Point localization data

■ ■ ■

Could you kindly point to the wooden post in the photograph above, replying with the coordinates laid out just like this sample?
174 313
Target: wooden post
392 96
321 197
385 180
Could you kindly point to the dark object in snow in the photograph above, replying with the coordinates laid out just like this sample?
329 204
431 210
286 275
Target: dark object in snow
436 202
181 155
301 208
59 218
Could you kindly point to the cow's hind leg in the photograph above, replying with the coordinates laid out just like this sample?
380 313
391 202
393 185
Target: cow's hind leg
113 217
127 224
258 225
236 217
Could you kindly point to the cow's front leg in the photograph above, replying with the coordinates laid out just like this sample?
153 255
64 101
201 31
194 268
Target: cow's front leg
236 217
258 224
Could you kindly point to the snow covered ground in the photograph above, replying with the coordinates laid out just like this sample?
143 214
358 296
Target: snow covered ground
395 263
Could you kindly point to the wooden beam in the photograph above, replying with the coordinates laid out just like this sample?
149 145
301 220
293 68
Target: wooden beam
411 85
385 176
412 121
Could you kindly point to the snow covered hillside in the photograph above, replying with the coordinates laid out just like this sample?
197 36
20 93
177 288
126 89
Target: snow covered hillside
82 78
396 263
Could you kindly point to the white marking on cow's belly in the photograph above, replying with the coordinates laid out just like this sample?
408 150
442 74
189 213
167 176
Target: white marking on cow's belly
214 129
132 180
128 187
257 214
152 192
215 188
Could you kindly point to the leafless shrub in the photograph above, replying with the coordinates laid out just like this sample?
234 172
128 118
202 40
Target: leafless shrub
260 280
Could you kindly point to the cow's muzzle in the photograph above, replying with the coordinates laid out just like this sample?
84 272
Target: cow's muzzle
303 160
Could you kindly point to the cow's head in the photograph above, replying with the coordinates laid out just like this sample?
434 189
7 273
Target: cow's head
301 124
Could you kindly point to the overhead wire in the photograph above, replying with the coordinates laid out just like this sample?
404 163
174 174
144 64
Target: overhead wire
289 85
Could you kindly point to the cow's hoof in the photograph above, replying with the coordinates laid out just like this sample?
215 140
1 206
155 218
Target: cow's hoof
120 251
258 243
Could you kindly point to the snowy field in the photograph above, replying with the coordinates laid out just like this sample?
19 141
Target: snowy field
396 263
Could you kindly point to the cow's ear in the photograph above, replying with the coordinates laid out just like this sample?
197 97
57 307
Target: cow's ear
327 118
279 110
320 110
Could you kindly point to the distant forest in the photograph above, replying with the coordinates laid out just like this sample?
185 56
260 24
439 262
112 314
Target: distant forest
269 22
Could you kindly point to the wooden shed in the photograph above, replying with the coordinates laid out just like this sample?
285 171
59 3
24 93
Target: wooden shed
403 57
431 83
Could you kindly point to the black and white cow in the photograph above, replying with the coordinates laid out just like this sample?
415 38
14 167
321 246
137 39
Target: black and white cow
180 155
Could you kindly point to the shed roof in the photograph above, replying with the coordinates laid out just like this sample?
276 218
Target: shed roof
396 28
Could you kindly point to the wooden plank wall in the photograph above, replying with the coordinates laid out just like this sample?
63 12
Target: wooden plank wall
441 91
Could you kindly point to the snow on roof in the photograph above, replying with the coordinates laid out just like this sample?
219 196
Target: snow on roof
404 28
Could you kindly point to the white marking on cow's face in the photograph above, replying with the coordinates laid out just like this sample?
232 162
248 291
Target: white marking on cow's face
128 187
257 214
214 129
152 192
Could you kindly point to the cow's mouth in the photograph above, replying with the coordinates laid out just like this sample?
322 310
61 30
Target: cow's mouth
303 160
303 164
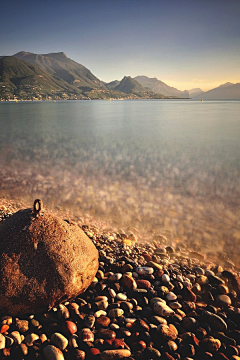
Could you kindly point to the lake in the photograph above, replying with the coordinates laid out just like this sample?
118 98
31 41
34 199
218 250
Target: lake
162 167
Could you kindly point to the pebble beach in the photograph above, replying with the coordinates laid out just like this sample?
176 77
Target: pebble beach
155 298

■ ■ ■

Assigned task —
Without carrying over any picture, write out the entries above once more, exactly.

Result —
Could you kindly point to the wooden post in the photograph above, replying with the coordinates laid out just like this sample?
174 313
Target: wooden post
392 96
321 197
385 180
Could you kindly point to the dark object in snow in the photograph above, replying with the coordinates laid out just like this sample?
329 204
431 210
286 275
Target: dark object in snow
436 202
181 155
301 208
59 218
Could you kindly point to the cow's hind leg in the photograph above, replying with the coordinates laid out just like this sample?
380 313
391 202
393 185
Target: cow's hind leg
113 217
127 224
258 225
236 217
Could you kindly point to the cow's front leg in the photograph above, replying with the coordinates laid out just like this sample?
153 255
64 101
201 31
194 268
Target: cow's front leg
236 217
258 224
Could you kindly point to the snow covered ground in the photograph above, replying with the coordinates laid out just like this sample?
143 214
358 296
Target: snow covered ground
395 263
Could you kindly point to the wooden beam in the photograph above, replying with the coordinates laid out just like this sample?
149 145
301 220
293 68
Target: wooden beam
411 85
385 176
412 121
Could you kindly point to the snow covered hillside in the photograph above, replying with the coordinates laid out just like this sample?
197 36
20 93
177 288
126 89
Target: snow covered hillside
82 78
396 263
Could you kindly point to the white marking on cow's belly in the photograph above, replying with the coordinates laid out just like this sample?
408 150
442 74
189 213
167 176
Target: white marking on cow's belly
214 129
132 180
128 187
257 214
152 192
215 188
Could you kindly point to the leafless shrub in the photograph above, replying with the coordinates laid out just like this sample?
234 172
128 118
202 40
Target: leafless shrub
260 280
Could you kindly point to the cow's muzzle in the photograph above, replying with the coordinates laid out just like this sample?
84 272
Target: cow's muzzle
303 160
Could you kindly point to the cow's head in the photograph above, replying with the coordinates laid out just like this sample?
434 189
7 273
Target: cow's head
301 124
Could you kindly point to the overhead wire in the photograph above, replying with the coordinates laid out just like this sample?
404 163
174 174
144 64
Target: overhead wire
289 85
Could you kindly point to the cow's hoof in the photograph above, replying with the coordinates laid out just like this sample?
215 140
1 206
155 218
Target: cow's hoof
120 251
258 243
Could you kindly point to the snowy field in the photograph above, replying with the coordinates laid out just like this sample?
19 141
Target: snowy field
396 263
Could you kindly point to the cow's ear in the photograph above, replying with the coordinates laid out just like this sample?
197 97
57 307
Target: cow's ear
327 118
279 110
320 110
Could you kindly point to the distant forest in the photograph above, replying with the coordinates laid out just like this sample?
185 56
260 24
439 262
112 314
Target: distant forest
269 22
Could you kindly point to the wooden shed in the photograph above, replying with the coordinates laid out just like this sample?
285 171
59 3
24 93
Target: wooden shed
403 57
431 83
Could you kindly point to the black and white cow in the photograph above, replying with the coordinates laid out just like this sample?
415 38
14 167
321 246
137 39
Target: black and white cow
180 155
Could you kindly point to the shed roof in the photograph above, replying with the coordinates laid out just like this sample?
276 218
Target: shed roof
396 28
Could you kindly point to the wooden plank wall in the photograph above, replying with the coordinates laid out just like this sample?
63 12
Target: wooden plank wall
441 91
Could you kindly point to the snow on roof in the photograph above, replying with the coordinates laid out just like this sample?
219 196
Target: snow on roof
404 28
Could you kindly point to the white marking on cow's face in the photograph above, replying with the coordinates laid out just like this sample?
232 162
248 291
Target: white marking on cow's face
128 187
257 214
214 129
152 192
Could you kindly point to the cow's mouth in the photograph above, replying with the coordinates laid out just like this sample?
322 310
61 30
Target: cow's mouth
303 160
303 164
Could you kindly point to the lake in the photograph above, replying with the coordinates laid out just like this sample?
118 98
31 41
34 199
218 250
Target: lake
162 167
Could you kindly point to the pebble beach in the photograph above, replying with the coordinates laid out just like this sample?
176 77
Target: pebble beach
155 298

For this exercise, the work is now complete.